TASK DETAILS
Which lines in the entries below contain the word "bright"? Copy each of them in full.

────────

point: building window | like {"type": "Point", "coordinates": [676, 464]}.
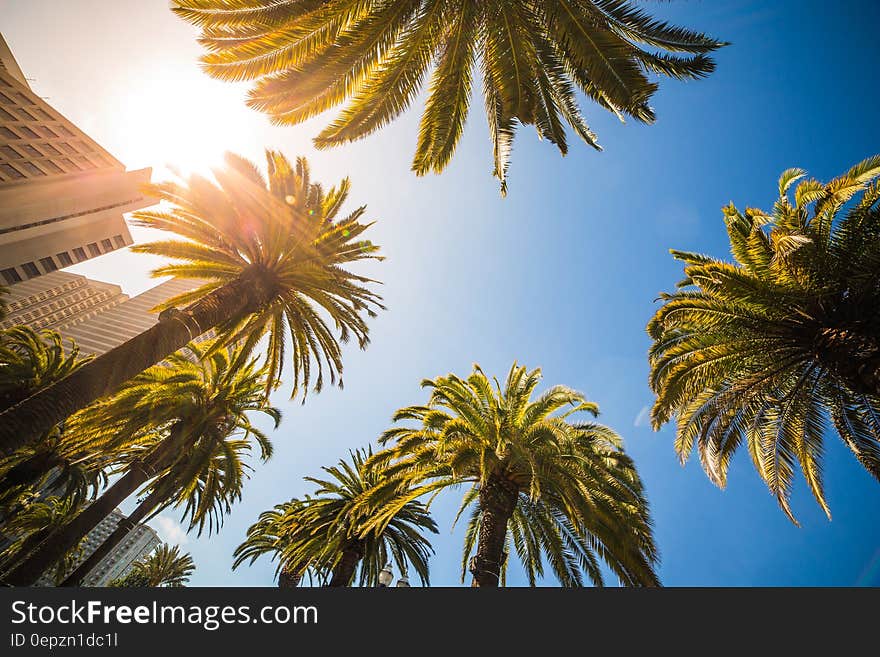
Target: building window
{"type": "Point", "coordinates": [10, 171]}
{"type": "Point", "coordinates": [11, 276]}
{"type": "Point", "coordinates": [32, 169]}
{"type": "Point", "coordinates": [49, 265]}
{"type": "Point", "coordinates": [54, 168]}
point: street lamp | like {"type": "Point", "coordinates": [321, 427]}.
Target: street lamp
{"type": "Point", "coordinates": [386, 575]}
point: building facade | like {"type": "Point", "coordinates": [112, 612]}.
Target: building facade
{"type": "Point", "coordinates": [138, 543]}
{"type": "Point", "coordinates": [97, 316]}
{"type": "Point", "coordinates": [62, 196]}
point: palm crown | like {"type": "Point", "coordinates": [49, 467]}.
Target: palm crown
{"type": "Point", "coordinates": [285, 233]}
{"type": "Point", "coordinates": [764, 349]}
{"type": "Point", "coordinates": [554, 487]}
{"type": "Point", "coordinates": [204, 404]}
{"type": "Point", "coordinates": [330, 531]}
{"type": "Point", "coordinates": [165, 567]}
{"type": "Point", "coordinates": [274, 533]}
{"type": "Point", "coordinates": [534, 55]}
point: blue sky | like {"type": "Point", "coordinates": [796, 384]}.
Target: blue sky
{"type": "Point", "coordinates": [561, 274]}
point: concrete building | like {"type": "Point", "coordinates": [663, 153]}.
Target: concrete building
{"type": "Point", "coordinates": [138, 543]}
{"type": "Point", "coordinates": [62, 196]}
{"type": "Point", "coordinates": [97, 316]}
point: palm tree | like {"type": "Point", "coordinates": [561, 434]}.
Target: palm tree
{"type": "Point", "coordinates": [31, 360]}
{"type": "Point", "coordinates": [328, 530]}
{"type": "Point", "coordinates": [166, 567]}
{"type": "Point", "coordinates": [200, 404]}
{"type": "Point", "coordinates": [533, 55]}
{"type": "Point", "coordinates": [273, 255]}
{"type": "Point", "coordinates": [551, 487]}
{"type": "Point", "coordinates": [275, 533]}
{"type": "Point", "coordinates": [765, 349]}
{"type": "Point", "coordinates": [4, 308]}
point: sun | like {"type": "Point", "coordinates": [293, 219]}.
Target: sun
{"type": "Point", "coordinates": [179, 120]}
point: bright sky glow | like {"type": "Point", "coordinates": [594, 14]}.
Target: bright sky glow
{"type": "Point", "coordinates": [561, 274]}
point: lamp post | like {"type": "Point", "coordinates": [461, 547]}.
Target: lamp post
{"type": "Point", "coordinates": [386, 575]}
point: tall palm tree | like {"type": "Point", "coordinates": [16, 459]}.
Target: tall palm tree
{"type": "Point", "coordinates": [31, 360]}
{"type": "Point", "coordinates": [534, 56]}
{"type": "Point", "coordinates": [273, 254]}
{"type": "Point", "coordinates": [29, 525]}
{"type": "Point", "coordinates": [201, 405]}
{"type": "Point", "coordinates": [765, 349]}
{"type": "Point", "coordinates": [552, 487]}
{"type": "Point", "coordinates": [4, 307]}
{"type": "Point", "coordinates": [275, 533]}
{"type": "Point", "coordinates": [328, 531]}
{"type": "Point", "coordinates": [165, 567]}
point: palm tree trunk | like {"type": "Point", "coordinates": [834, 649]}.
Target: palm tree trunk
{"type": "Point", "coordinates": [289, 578]}
{"type": "Point", "coordinates": [122, 530]}
{"type": "Point", "coordinates": [343, 571]}
{"type": "Point", "coordinates": [854, 355]}
{"type": "Point", "coordinates": [497, 501]}
{"type": "Point", "coordinates": [28, 472]}
{"type": "Point", "coordinates": [63, 539]}
{"type": "Point", "coordinates": [25, 422]}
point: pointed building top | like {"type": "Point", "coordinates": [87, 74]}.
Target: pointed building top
{"type": "Point", "coordinates": [8, 63]}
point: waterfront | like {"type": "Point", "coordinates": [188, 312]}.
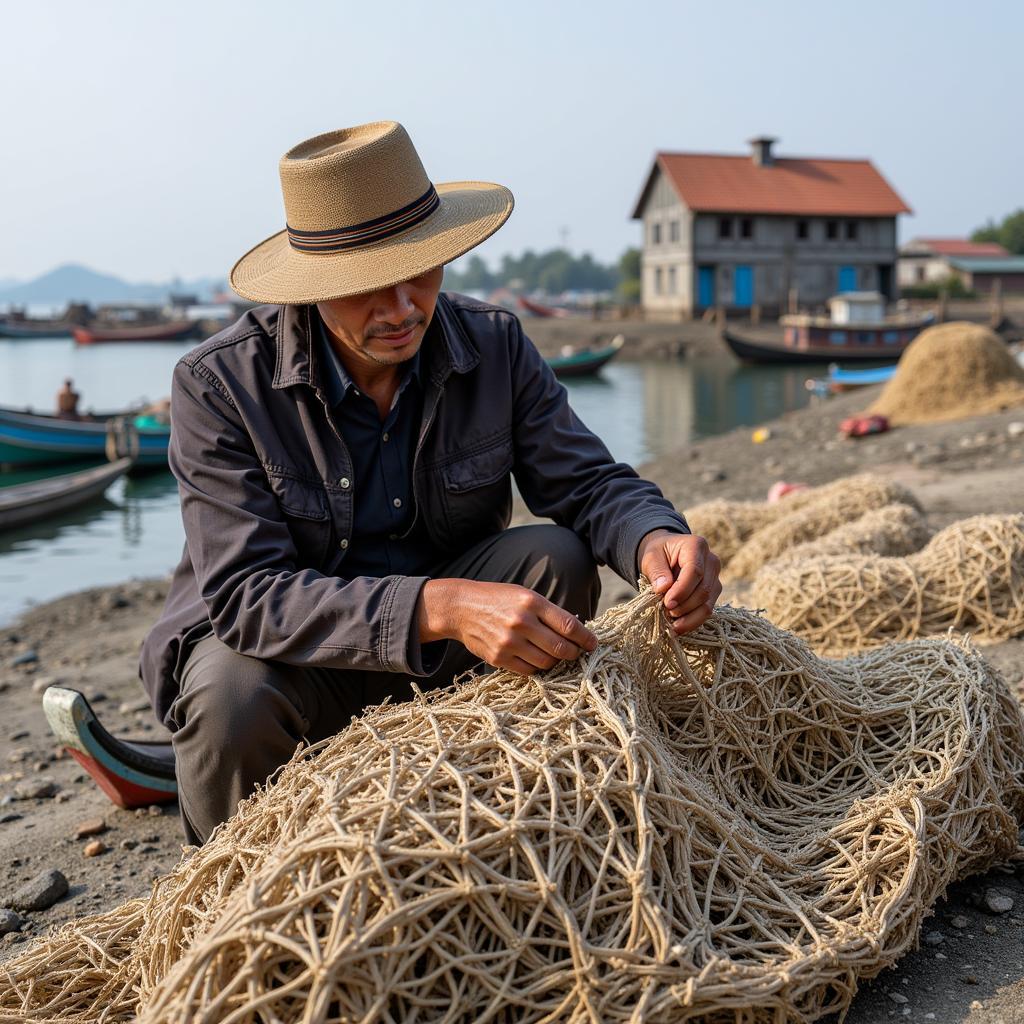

────────

EXERCISE SOLUTION
point: bright sky glow | like {"type": "Point", "coordinates": [594, 14]}.
Target: bright sky glow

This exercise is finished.